*** Block opens ***

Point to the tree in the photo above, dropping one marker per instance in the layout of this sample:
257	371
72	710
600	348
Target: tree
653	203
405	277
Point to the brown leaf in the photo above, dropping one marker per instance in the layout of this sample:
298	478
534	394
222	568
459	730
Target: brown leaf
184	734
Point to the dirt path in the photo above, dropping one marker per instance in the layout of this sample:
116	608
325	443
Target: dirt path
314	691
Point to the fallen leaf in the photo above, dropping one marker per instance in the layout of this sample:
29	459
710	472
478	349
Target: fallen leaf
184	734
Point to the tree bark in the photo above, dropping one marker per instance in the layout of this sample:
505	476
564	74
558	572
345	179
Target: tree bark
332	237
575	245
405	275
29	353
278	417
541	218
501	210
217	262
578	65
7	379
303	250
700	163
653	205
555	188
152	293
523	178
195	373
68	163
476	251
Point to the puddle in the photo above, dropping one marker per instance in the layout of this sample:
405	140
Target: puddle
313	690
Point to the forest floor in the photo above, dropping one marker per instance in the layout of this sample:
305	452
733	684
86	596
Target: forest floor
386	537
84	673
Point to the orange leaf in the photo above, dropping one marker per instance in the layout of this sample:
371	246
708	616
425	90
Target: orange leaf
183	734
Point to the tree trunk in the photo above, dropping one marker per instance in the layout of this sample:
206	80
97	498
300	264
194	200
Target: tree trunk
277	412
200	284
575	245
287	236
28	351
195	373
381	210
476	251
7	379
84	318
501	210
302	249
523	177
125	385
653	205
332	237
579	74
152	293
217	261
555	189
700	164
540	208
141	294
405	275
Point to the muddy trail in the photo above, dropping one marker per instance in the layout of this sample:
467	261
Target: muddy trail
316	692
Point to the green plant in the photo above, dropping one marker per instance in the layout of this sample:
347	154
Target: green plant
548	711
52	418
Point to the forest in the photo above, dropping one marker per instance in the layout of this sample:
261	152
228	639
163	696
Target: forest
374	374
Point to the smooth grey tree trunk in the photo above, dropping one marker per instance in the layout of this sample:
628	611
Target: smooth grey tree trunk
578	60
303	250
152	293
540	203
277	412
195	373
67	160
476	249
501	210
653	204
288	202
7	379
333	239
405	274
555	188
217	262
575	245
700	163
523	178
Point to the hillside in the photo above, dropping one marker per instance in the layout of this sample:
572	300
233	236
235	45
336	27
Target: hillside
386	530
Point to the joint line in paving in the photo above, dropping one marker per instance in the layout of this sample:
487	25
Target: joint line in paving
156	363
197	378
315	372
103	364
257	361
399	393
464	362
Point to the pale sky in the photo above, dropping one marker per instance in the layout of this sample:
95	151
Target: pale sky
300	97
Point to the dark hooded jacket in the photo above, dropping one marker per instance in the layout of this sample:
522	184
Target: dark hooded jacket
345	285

*** Block closes ***

• **What this task involves**
Output the listing once more. Leave each word as it stands.

• **Written reply**
Point to the tree in the photo above, dropping one marker per instance in the layout of this sample:
257	371
72	710
600	348
Target: tree
653	203
405	277
Point to the brown leaf in the photo above, dropping one marker per instance in the layout of this sample:
298	478
534	394
222	568
459	730
Target: brown leaf
184	734
Point to the dirt path in the photo above, dropping one marker per instance in the layout of this sample:
116	608
325	443
Target: dirt path
314	691
Point to the fallen leaf in the photo above, dropping one marker per instance in the layout of this sample:
29	459
710	472
478	349
Target: fallen leaf
184	734
Point to the tree bark in the photo above, dropping one marker per instance in the layout of this sample:
505	476
564	74
558	572
345	179
Target: tree bark
332	237
575	245
405	275
29	353
278	417
541	218
501	210
217	262
578	65
7	379
303	250
700	163
653	205
555	188
152	293
523	178
195	373
68	163
476	251
Point to the puddle in the photo above, dropping one marker per instance in the layout of this sample:
405	140
Target: puddle
313	690
Point to the forest floor in the photo above, dropping one marker per instance in the layout of this sample:
305	452
733	684
86	596
Target: forest floor
386	537
84	673
Point to the orange leaf in the photo above, dropping one marker per instance in the layout of this sample:
371	246
708	616
425	90
Target: orange leaf
183	734
Point to the tree trunk in the photo above, dropping one marker per instance in the layout of this sample:
206	80
97	498
300	264
194	200
Target: tree trunk
277	412
200	284
575	245
287	236
28	351
195	373
381	210
476	251
7	379
84	318
501	210
302	249
523	177
125	385
653	205
332	237
579	74
152	293
217	261
555	189
700	164
540	208
141	294
405	275
Point to the muddy trail in the photo above, dropping one marker per instance in the layout of this sample:
467	261
Target: muddy trail
316	692
Point to the green plant in the photo above, dropping one marker per instance in the layout of this sample:
347	154
Target: green plant
548	711
52	418
Point to the forest in the photo above, dropping one marker per instance in the layout of this sample:
261	152
228	639
163	696
Target: forest
374	374
Point to the smooth grey tree trunk in the photo above, dropping one marker per instance in the layout of this sample:
628	611
Target: smooth grey tree trunk
578	60
303	250
152	293
540	203
277	412
195	373
67	160
476	249
501	210
653	204
288	202
7	379
333	239
405	274
555	188
217	262
575	245
700	163
523	178
Point to the hillside in the photo above, dropping one marker per instance in the layout of this sample:
572	300
233	236
235	45
336	27
Target: hillside
386	530
Point to the joint line in paving in the photo above, dropping one marker per instance in the layout of this sample:
487	25
Target: joint line in paving
156	363
197	378
315	372
103	364
257	361
399	393
464	362
Point to the pale sky in the photo above, dropping one marker per instance in the layout of this sample:
95	151
Target: pale sky
300	97
Point to the dark hooded jacket in the photo above, dropping one marker per instance in the layout of this sample:
522	184
Target: dark hooded jacket
345	285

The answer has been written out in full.